WHAT THE TASK REQUIRES:
Provide an exact repetition of every entry, with no word altered.

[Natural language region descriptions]
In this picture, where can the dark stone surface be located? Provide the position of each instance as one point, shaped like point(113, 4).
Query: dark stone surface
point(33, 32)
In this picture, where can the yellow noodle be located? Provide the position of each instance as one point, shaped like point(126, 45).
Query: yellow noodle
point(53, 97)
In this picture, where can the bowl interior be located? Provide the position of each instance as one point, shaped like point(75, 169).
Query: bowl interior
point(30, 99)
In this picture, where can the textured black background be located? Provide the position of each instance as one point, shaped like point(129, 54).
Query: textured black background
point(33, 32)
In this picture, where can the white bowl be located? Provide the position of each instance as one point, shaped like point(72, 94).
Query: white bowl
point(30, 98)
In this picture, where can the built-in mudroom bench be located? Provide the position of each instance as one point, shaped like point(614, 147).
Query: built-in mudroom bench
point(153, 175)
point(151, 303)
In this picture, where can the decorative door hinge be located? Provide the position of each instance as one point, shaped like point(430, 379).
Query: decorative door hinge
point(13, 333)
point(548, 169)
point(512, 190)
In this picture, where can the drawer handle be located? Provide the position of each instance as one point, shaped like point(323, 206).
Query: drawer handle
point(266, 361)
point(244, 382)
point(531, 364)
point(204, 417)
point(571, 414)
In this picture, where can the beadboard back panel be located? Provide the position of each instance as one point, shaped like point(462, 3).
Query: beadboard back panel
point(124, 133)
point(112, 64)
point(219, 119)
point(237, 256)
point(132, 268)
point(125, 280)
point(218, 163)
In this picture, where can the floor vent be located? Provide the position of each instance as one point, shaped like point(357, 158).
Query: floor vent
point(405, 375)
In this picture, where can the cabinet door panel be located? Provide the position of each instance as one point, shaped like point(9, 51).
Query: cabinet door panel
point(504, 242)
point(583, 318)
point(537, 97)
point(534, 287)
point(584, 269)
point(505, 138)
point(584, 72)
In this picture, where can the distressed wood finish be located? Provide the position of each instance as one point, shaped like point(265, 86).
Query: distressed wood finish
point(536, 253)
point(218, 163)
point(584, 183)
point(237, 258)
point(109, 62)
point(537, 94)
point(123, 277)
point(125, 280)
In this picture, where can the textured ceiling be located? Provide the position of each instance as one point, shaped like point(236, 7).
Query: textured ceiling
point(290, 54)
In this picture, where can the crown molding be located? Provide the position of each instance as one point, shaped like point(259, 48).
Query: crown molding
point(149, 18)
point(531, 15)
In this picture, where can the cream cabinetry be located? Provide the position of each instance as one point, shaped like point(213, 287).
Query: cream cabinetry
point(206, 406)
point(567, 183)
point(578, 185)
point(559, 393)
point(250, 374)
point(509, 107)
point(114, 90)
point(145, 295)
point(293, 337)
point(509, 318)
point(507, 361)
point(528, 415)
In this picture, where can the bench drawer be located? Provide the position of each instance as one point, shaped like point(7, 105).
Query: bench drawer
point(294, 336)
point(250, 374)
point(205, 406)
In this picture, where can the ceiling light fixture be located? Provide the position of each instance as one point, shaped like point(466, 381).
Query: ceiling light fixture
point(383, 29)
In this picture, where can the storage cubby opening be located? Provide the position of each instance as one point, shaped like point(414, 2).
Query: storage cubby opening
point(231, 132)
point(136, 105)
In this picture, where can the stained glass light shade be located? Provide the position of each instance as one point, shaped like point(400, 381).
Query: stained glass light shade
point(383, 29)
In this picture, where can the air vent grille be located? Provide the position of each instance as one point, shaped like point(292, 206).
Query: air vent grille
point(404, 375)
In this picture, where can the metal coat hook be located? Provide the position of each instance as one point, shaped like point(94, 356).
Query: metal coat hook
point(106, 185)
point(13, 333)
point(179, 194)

WRITTEN RESPONSE:
In this picture, where can the dark stone surface be located? Provide the position of each instance as one point, shaped like point(113, 4).
Query: dark stone surface
point(33, 32)
In this picture, where can the yellow noodle be located? Provide the position of each instance as one point, shaped like point(126, 45).
Query: yellow noodle
point(53, 97)
In this picture, where can the bowl interior be located? Provide the position of each instance as one point, shaped like point(75, 169).
Query: bowl interior
point(30, 99)
In this picture, where can the textured black background be located? Provide the position of each instance as one point, shaped like point(129, 54).
Query: textured black background
point(33, 32)
In this picture, where can the white bowl be located? Provide the position of each instance as one point, shaped like point(72, 94).
Query: white bowl
point(30, 98)
In this picture, where can the built-in mudroom bench be located? Provide the position of each instance as one point, shaped like point(614, 147).
Query: built-in mudroom bench
point(153, 175)
point(151, 303)
In this picture, where can the decorative door hinge be located? Provide the position of each instance as one point, shaped like point(430, 379).
Query: decorative door hinge
point(13, 333)
point(548, 169)
point(512, 190)
In this picture, where can the drawer handle be located? Provide the position of each instance as one point, shaped like point(323, 206).
Query: drawer handle
point(266, 361)
point(244, 382)
point(531, 364)
point(204, 417)
point(571, 414)
In this picture, where can the beadboard back panel be located? Provide the position of each instance as one point, shaped like point(462, 3).
Query: beadboard back panel
point(124, 133)
point(112, 64)
point(219, 119)
point(237, 256)
point(132, 268)
point(125, 280)
point(218, 163)
In this picture, where can the floor vent be located? Provide the position of each instance as one point, shaped like point(357, 158).
Query: floor vent
point(405, 375)
In this picture, where can the cabinet door panel be located? Provide the position of each instance as one point, shaped like point(9, 51).
Query: cabinet door panel
point(504, 242)
point(583, 318)
point(537, 97)
point(534, 287)
point(584, 269)
point(505, 138)
point(584, 72)
In this picture, where can the distressed wood finish be located? Provide the position of each instance as one point, shaped like point(265, 86).
Query: distressed wood finish
point(536, 253)
point(218, 163)
point(584, 183)
point(237, 258)
point(109, 62)
point(537, 94)
point(123, 277)
point(125, 280)
In this picture, where can the textured ceiling be located? Provide the position of each instance as one point, shaped like point(236, 7).
Query: textured ceiling
point(290, 54)
In this picture, where can the crown molding be located? Provide the position of each instance as one point, shaped like point(259, 48).
Query: crown molding
point(149, 18)
point(531, 15)
In this picture, where can the cream cabinetry be located? Provide the position of each instance as one point, shaped like point(213, 287).
Query: cream cabinetry
point(206, 406)
point(567, 183)
point(578, 185)
point(559, 393)
point(250, 374)
point(509, 107)
point(114, 90)
point(145, 295)
point(293, 337)
point(509, 318)
point(507, 361)
point(528, 415)
In this picture, where can the bench drawer be located? Provide the position of each instance as one point, shaped like point(7, 105).
Query: bench drawer
point(294, 336)
point(250, 374)
point(205, 406)
In this picture, where can the ceiling light fixture be located? Provide the position of each instance as one point, shaped like point(466, 381).
Query: ceiling light fixture
point(383, 29)
In this picture, where can the storage cubby opening be located? Provide the position of each instance as one point, shaped like point(414, 2).
Query: storage cubby opening
point(231, 132)
point(136, 105)
In this picture, where can the stained glass light shade be located? Provide the position of each instance as one point, shaped like point(400, 381).
Query: stained glass light shade
point(383, 29)
In this picture, where can the air vent grille be located? Provide the position of each instance as one point, shaped like point(292, 206).
Query: air vent grille
point(404, 375)
In this picture, where can the metal coat hook be located? Provide the position of each instance as one point, shaped like point(94, 356).
Query: metal coat hook
point(106, 185)
point(13, 333)
point(179, 194)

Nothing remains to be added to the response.